### Written exercise
Carry on the account below of Baguazhang Master Liang Zhenpu and the Majiapu Wharf from the point where it stops. Take no content from the data that follows it.

### Page extract
Fourth generation Baguazhang Master Sui Yunjiang traces the history of his martial art - beginning with a legendary battle in Beijing more than a century ago


While you can’t believe everything you read, and certainly not everything you find on the Internet, I was intrigued by a story that’s been doing the rounds on Chinese martial arts forums for some time: the legend of  Liang Zhenpu(梁振蒲).

Liang was a second generation Baguazhang (八卦掌Bāguà zhǎng) Master, who was practicing at the turn of the 20th century. The legend says that in 1900, Master Liang single-handedly defeated 200 ruffians, killing 20 and severely injuring a further 50 at Majiapu (马家堡) Wharf in Beijing.

Last weekend, I was lucky enough to be granted an audience with fourth generation Baguazhang Master Sui Yunjiang (隋云江), and took the opportunity to ask how much truth there is in the tale about Liang.

“Sometimes legends are not really true. The story about Master Liang at Majiapu does contain elements of truth, but the rumors on the Internet do not describe what really happened.

“The truth is that Master Liang did indeed guard the Majiapu Wharf at that time, and he protected passengers from marauding gangsters. However, his presence was not enough to deter the hoodlum Zhao and his son, who cast covetous eyes on the wharf, as they saw in it the opportunity to extort money from hapless travelers.

“Zhao assembled more than 20 local thugs armed to the teeth and attempted to seize control of the wharf, but Master Liang defended the position using his Qijiebian (七节鞭, a weapon with seven segments connected by an iron chain), and with one swing shattered Zhao’s skull. The blow along with a quick series of strikes to several more henchman was sufficient to scare away Zhao’s crew, who immediately fled.

“The Qing Dynasty (1644 – 1912 A.D.) legal system in place at the time demanded that murderers should be executed (杀人者偿命 Shā rén zhě cháng mìng). Hence Master Liang was arrested and imprisoned; his ankles were fastened with wooden fetters, which in turn were connected to dozens of other murderers in order to prevent escapes. One night Liang discovered a red strip of cloth, used to indicate which prisoner was next in line for execution, had been tied around one of his ankles.

### Dataset entries
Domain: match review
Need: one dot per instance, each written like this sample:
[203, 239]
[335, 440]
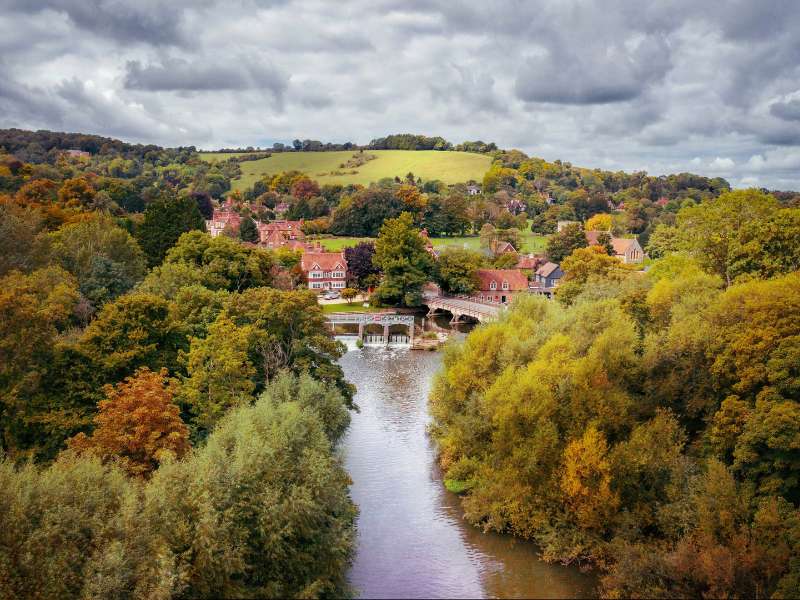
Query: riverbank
[412, 539]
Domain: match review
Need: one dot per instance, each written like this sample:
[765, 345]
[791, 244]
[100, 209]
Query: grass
[531, 242]
[450, 167]
[457, 486]
[337, 244]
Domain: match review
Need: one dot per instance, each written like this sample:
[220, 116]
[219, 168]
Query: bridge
[384, 320]
[460, 307]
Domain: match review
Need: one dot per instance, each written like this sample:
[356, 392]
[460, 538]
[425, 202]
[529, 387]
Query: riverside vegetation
[170, 403]
[646, 423]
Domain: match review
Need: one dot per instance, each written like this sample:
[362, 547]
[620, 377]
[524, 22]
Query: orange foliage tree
[138, 424]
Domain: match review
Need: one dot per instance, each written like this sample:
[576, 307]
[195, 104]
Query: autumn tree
[248, 231]
[137, 424]
[598, 222]
[220, 374]
[561, 244]
[456, 270]
[400, 253]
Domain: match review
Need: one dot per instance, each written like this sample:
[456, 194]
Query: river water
[412, 539]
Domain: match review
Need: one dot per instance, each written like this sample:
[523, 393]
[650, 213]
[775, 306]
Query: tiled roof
[547, 269]
[326, 261]
[516, 279]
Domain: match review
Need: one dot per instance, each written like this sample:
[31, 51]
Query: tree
[712, 232]
[289, 332]
[604, 242]
[561, 244]
[349, 294]
[400, 253]
[586, 481]
[248, 231]
[599, 222]
[220, 374]
[204, 204]
[165, 220]
[456, 270]
[135, 330]
[359, 263]
[137, 424]
[104, 258]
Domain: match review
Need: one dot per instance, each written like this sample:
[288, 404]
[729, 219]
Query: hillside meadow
[450, 167]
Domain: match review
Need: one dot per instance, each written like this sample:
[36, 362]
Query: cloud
[175, 74]
[593, 73]
[708, 87]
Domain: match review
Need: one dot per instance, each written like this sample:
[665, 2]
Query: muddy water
[412, 539]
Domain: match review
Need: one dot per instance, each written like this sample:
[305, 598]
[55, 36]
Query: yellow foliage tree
[586, 481]
[600, 222]
[138, 424]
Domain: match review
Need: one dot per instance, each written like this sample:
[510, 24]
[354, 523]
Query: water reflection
[412, 539]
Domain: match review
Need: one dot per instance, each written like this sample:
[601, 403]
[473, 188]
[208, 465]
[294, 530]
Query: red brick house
[324, 270]
[499, 286]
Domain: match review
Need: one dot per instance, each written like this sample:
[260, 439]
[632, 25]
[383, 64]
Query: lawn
[450, 167]
[531, 242]
[339, 243]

### The response
“Master Liang sighed heavily, thinking his time had come before he had found suitable successors to pass on his knowledge of Baguazhang. He was also puzzled. He did not understand why he had to die so young, particularly as he had lived a righteous life and had often aided the weak (行侠仗义 xíng xiá zhàng yì). Early the next morning, the warden called another man’s name to go outside—Liang’s cellmates had played a cruel trick on him, and he lived to fight another day.

“Shortly afterwards, the Eight-Nation Alliance captured Beijing as part of its efforts to relieve foreign diplomats under siege from the Boxer peasant rebellion. The prison guards fled, allowing the prisoners to escape from the jail. Liang swiftly returned to his hometown in Hebei Province’s Ji County, and immediately began to recruit new students.

“Li Ziming (李子鸣), who later became a famous third generation Baguazhang master, was one of the students who joined him. Yet Li was not exceptional when he started, he just wanted to keep fit as he had not been very healthy while he was young. His story can be summed up by an old Chinese saying: “Sometimes you want to grow flowers but the flowers don’t blossom; sometimes you don’t plan to plant a willow, but the willow grows very well anyway”(有心栽花花不开,无心栽柳柳成荫。Yǒuxīn zāi huā huā bu kāi, wúxīn zāi liǔ liǔ chéng yīn).

“Master Li had great enterprise. He once wrote letters to Mao Zedong, in which he stressed that Chinese martial arts embody the quintessence of Chinese culture and as such should be promoted and receive support. At that time kung fu masters were forbidden to open martial arts centers, and many masters consequently had to change their professions. But some masters had no skills except kung fu, and so found themselves jobless.

“In response to Li’s entreaties, Chairman Mao commanded the Ministry of Education to arrange jobs for Han Qichang (韩其昌) a famous Meihuazhuang (梅花桩 méihuā zhuāng) Master, and Guo Gumin (郭古民) a senior fellow apprentice (师兄) of Li. Through Li’s efforts, Han and Guo were placed as PE teachers at Peking University and Renmin University respectively.”

It was clear to me from Master Sui’s words that he has a great deal of respect for Li, who he followed from the instant the two first met at a show at the Beijing Exhibition Center (北京展览馆). Sui was so talented and diligent that Li treated him like his own son, and personally handwrote a manuscript with a calligraphy brush specifically for Master Sui entitled The Essentials of Baguazhang《八卦转掌拳术纲要》, which included a personal message declaring him an outstanding fourth generation student (see photo).

These two manuscripts have historical value, as in 1975, when Li wrote the manuscript, China was still under the shadow of Cultural Revolution and as such he was forbidden to use the phrase “apprentice (徒弟 túdì),”as it was considered a relic from China’s feudal past.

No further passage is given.